»»

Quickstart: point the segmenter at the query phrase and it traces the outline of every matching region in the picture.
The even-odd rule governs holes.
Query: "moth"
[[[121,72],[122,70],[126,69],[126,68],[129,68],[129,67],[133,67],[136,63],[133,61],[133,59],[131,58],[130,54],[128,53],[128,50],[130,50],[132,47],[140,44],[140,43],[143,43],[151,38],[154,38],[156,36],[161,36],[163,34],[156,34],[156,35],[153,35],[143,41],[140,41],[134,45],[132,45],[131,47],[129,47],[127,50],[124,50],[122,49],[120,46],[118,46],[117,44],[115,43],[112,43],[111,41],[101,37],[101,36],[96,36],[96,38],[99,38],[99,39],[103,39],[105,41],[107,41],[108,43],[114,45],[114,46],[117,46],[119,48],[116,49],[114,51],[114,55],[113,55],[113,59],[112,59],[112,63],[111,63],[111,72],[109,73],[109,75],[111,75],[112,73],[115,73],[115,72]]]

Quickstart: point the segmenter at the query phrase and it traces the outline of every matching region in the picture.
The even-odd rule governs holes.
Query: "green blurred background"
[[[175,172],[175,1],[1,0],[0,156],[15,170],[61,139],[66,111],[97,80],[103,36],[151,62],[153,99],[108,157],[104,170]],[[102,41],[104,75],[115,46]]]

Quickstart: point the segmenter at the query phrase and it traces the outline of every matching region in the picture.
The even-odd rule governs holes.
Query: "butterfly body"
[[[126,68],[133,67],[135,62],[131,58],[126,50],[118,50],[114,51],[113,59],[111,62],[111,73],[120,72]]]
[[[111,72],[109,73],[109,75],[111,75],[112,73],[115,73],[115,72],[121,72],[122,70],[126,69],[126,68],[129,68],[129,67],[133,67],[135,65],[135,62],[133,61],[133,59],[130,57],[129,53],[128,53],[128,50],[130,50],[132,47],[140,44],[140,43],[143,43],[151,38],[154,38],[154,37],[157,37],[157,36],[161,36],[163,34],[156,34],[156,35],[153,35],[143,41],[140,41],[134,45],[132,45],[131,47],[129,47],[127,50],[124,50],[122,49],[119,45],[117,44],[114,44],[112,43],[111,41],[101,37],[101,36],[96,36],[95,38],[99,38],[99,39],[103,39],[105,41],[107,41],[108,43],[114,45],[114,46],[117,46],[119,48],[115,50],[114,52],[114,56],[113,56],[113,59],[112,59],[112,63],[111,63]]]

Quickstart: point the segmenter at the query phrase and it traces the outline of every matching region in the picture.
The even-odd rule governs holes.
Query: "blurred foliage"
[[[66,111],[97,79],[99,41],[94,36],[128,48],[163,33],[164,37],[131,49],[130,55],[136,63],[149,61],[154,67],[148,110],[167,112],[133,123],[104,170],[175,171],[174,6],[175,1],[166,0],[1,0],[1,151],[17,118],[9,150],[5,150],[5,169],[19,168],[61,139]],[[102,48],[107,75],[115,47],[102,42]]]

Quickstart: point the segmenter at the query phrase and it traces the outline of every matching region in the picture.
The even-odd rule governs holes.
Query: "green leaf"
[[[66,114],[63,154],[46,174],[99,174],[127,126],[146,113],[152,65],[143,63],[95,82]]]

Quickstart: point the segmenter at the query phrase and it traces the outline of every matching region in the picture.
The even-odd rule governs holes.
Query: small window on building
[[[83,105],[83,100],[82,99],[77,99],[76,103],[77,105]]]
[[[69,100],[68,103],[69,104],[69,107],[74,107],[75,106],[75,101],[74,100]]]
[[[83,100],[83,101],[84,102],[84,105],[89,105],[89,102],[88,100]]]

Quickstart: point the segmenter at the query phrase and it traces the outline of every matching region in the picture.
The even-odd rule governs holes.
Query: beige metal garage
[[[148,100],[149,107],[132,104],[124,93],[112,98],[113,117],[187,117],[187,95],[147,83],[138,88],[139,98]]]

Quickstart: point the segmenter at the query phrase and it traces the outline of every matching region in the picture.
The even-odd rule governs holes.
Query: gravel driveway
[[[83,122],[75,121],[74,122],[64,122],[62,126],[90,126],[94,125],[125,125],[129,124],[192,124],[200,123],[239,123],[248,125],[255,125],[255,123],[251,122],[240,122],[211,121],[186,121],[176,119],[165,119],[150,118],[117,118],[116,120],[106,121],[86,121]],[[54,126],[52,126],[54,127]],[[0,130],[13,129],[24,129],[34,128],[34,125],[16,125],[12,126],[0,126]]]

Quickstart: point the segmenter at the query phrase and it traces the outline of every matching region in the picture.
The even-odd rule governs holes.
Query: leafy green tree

««

# What you need to do
Find every line in the records above that contains the string "blurred" and copy each one in full, treating uppercase and lowercase as different.

# Answer for the task
Query: "green blurred background"
Query: "blurred foliage"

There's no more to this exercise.